Description of the task — Scan the material for the word "cluster", then return every line where it appears.

Stored data —
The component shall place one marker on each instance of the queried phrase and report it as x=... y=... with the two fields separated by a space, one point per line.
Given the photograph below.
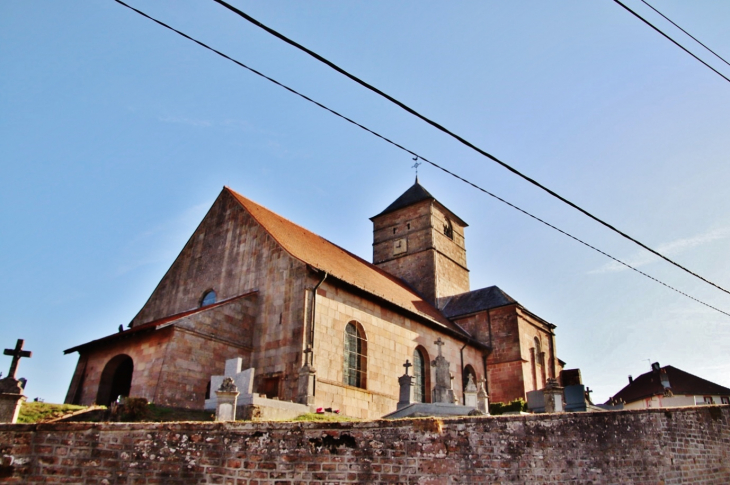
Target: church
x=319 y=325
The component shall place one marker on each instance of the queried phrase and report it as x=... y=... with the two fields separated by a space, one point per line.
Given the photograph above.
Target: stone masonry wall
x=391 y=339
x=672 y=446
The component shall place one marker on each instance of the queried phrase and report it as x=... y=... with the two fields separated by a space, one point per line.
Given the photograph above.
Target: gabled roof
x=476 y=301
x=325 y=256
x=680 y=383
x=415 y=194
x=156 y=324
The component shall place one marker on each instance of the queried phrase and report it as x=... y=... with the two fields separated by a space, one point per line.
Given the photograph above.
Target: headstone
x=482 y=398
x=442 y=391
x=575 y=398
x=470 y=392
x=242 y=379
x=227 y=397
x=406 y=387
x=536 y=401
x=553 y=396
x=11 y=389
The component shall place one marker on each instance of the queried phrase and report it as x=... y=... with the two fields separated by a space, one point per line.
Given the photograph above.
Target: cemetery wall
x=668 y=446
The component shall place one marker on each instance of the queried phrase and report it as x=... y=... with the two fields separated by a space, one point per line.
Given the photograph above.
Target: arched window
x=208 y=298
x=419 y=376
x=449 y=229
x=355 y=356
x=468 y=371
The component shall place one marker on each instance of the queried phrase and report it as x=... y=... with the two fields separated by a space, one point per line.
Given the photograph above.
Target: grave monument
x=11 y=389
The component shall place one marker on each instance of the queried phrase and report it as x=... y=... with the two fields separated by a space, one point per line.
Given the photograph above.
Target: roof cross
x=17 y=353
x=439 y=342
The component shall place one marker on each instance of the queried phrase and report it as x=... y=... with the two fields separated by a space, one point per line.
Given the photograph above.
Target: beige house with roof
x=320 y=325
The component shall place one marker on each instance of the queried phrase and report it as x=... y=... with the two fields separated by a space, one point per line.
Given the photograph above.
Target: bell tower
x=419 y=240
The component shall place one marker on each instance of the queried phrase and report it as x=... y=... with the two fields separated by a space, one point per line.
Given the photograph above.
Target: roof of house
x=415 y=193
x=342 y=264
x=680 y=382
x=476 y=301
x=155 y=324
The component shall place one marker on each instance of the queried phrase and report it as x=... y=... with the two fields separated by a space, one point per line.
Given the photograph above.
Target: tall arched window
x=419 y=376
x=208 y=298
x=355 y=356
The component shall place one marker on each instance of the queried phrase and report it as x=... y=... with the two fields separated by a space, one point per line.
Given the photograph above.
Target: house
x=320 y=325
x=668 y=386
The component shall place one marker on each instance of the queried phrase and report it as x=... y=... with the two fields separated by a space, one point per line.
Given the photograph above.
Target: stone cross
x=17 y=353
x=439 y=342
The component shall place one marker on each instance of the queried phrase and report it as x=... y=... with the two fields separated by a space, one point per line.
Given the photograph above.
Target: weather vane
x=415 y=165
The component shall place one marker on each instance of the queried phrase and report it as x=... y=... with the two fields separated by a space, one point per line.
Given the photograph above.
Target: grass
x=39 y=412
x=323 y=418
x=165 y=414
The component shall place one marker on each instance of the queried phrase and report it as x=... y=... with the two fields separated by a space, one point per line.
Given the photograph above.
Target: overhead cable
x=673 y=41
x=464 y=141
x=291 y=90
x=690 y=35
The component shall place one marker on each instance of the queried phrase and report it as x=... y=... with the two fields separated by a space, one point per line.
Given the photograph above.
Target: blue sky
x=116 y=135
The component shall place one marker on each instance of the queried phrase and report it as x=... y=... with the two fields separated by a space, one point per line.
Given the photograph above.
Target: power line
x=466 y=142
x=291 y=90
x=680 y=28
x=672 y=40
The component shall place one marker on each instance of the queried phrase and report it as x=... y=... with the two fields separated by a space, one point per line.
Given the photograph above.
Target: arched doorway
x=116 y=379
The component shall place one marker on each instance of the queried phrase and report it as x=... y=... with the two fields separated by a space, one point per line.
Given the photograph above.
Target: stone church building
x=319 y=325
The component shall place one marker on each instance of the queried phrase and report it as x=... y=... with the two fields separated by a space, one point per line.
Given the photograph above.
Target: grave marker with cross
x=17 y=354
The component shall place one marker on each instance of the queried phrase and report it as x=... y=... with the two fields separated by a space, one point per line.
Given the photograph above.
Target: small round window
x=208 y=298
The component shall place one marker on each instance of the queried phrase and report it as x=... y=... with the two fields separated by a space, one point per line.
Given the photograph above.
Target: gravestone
* * *
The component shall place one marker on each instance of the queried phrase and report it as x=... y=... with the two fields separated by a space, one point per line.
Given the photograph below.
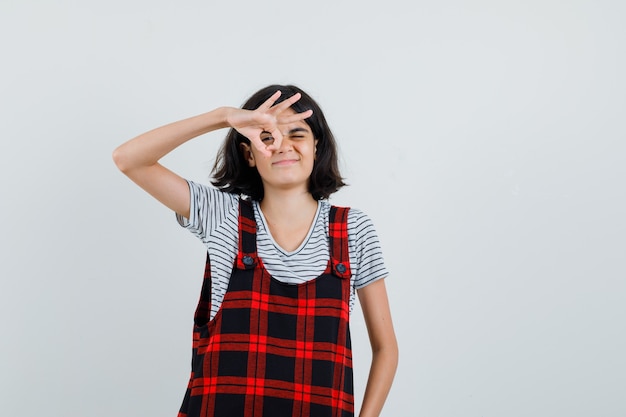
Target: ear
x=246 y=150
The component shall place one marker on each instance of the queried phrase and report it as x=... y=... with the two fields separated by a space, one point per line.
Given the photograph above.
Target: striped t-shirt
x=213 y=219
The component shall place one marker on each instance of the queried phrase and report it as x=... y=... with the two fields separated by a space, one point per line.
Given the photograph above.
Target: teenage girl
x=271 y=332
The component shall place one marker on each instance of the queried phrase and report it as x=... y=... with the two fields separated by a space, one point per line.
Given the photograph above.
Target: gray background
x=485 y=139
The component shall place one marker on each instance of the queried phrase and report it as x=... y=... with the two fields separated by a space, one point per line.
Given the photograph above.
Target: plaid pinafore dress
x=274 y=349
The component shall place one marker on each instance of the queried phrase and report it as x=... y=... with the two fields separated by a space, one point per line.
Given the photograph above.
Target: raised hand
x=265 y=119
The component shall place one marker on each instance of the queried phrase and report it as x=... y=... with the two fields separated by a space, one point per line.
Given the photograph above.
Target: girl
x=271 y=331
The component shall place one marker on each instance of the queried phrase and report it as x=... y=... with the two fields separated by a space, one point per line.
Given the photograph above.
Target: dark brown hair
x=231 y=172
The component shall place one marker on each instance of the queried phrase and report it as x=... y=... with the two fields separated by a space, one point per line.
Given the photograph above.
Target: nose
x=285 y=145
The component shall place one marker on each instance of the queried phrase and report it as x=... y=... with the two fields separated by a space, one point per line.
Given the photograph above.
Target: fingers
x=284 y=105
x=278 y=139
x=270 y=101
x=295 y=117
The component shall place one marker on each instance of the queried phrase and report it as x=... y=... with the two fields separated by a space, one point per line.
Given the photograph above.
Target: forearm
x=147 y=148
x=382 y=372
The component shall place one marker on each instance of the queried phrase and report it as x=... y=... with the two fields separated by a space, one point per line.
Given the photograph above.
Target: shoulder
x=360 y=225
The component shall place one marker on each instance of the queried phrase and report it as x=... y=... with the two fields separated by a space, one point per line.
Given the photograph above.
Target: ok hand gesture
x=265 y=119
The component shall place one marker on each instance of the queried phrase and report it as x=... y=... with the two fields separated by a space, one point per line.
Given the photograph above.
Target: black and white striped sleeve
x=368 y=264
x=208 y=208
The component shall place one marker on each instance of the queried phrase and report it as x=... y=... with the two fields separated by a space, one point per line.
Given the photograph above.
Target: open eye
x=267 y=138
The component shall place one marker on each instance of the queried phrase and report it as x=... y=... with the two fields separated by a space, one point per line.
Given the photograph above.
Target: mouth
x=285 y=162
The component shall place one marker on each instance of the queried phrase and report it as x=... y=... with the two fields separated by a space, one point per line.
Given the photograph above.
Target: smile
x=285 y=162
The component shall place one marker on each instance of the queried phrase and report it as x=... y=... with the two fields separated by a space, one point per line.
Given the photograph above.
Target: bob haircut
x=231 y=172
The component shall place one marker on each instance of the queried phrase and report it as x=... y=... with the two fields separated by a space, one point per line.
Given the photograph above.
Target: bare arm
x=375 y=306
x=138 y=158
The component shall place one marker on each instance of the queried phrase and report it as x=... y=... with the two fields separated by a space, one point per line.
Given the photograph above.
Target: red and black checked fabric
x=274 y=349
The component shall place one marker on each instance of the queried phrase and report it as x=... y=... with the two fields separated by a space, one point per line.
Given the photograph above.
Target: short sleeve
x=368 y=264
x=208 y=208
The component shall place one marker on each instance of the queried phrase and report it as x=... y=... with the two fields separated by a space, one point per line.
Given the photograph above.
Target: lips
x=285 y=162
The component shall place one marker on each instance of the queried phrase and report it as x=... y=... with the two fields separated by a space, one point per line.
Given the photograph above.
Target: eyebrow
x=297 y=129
* * *
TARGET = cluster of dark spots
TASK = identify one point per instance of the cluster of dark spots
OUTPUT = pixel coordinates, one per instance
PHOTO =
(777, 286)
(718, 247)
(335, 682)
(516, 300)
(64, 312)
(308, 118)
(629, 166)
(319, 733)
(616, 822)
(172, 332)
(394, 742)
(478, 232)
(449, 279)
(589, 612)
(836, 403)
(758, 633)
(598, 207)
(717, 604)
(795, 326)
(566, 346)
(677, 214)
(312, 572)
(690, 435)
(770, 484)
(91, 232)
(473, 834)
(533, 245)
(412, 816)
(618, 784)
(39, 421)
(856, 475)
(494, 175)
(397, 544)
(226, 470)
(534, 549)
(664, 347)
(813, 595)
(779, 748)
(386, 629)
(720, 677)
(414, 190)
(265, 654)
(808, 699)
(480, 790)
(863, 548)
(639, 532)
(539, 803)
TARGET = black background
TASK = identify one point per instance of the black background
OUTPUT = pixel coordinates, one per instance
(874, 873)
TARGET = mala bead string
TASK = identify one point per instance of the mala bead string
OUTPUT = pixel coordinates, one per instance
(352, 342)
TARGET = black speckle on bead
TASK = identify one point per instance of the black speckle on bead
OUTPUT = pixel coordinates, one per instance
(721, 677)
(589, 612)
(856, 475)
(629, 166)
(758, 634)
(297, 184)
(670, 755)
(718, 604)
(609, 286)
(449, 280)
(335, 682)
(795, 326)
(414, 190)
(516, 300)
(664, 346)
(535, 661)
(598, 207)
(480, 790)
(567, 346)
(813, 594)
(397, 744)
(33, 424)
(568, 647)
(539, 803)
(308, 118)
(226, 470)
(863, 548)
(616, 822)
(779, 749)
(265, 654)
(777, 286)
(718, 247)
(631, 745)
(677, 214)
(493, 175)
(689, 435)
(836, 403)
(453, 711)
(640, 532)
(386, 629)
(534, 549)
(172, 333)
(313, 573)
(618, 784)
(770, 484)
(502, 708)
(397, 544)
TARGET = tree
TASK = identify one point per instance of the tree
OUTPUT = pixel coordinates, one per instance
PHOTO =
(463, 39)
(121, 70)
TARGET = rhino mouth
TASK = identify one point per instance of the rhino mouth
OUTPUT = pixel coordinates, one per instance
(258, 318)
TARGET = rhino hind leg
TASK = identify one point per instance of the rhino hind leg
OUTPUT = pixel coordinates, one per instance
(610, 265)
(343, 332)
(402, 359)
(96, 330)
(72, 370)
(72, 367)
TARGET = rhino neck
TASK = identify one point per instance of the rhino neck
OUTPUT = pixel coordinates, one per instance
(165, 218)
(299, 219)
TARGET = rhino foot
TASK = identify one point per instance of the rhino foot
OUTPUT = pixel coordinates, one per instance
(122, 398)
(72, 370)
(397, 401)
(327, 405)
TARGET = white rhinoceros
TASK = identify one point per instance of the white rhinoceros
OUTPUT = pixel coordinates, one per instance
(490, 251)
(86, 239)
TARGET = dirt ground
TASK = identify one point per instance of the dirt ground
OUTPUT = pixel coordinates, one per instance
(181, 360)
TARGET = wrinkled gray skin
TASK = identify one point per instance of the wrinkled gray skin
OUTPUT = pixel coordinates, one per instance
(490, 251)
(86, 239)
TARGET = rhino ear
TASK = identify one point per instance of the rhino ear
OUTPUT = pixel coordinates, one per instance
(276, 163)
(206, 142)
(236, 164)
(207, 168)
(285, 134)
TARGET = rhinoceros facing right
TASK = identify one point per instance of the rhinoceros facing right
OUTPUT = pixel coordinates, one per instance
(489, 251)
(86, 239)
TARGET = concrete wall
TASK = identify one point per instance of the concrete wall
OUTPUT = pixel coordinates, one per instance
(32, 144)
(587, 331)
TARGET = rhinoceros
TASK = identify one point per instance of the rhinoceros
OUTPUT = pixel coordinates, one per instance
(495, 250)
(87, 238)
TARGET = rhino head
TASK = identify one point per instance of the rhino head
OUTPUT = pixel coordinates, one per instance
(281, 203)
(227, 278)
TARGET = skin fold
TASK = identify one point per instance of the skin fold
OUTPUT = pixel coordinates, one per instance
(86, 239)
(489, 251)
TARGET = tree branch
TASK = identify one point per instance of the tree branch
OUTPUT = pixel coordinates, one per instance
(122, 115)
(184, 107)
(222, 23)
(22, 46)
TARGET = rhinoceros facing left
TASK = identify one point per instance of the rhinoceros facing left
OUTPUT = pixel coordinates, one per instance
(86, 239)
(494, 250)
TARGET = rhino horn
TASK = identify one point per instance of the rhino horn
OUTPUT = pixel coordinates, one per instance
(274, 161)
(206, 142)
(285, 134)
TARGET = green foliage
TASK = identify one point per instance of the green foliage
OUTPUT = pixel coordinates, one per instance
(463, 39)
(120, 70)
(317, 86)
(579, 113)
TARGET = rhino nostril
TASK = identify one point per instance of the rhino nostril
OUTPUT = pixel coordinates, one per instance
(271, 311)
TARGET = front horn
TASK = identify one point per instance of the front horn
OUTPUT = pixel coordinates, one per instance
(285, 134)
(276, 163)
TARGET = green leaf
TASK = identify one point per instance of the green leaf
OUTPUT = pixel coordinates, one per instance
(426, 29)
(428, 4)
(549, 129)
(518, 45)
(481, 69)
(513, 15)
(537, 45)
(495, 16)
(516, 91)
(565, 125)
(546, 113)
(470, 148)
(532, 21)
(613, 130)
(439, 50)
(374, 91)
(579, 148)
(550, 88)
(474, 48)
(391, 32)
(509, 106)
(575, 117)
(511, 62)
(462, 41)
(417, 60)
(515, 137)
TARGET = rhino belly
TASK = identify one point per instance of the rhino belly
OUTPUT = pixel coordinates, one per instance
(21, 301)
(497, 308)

Completed exercise —
TARGET = cluster of dark spots
TASK = identify one point per instance of the cluster of dark spots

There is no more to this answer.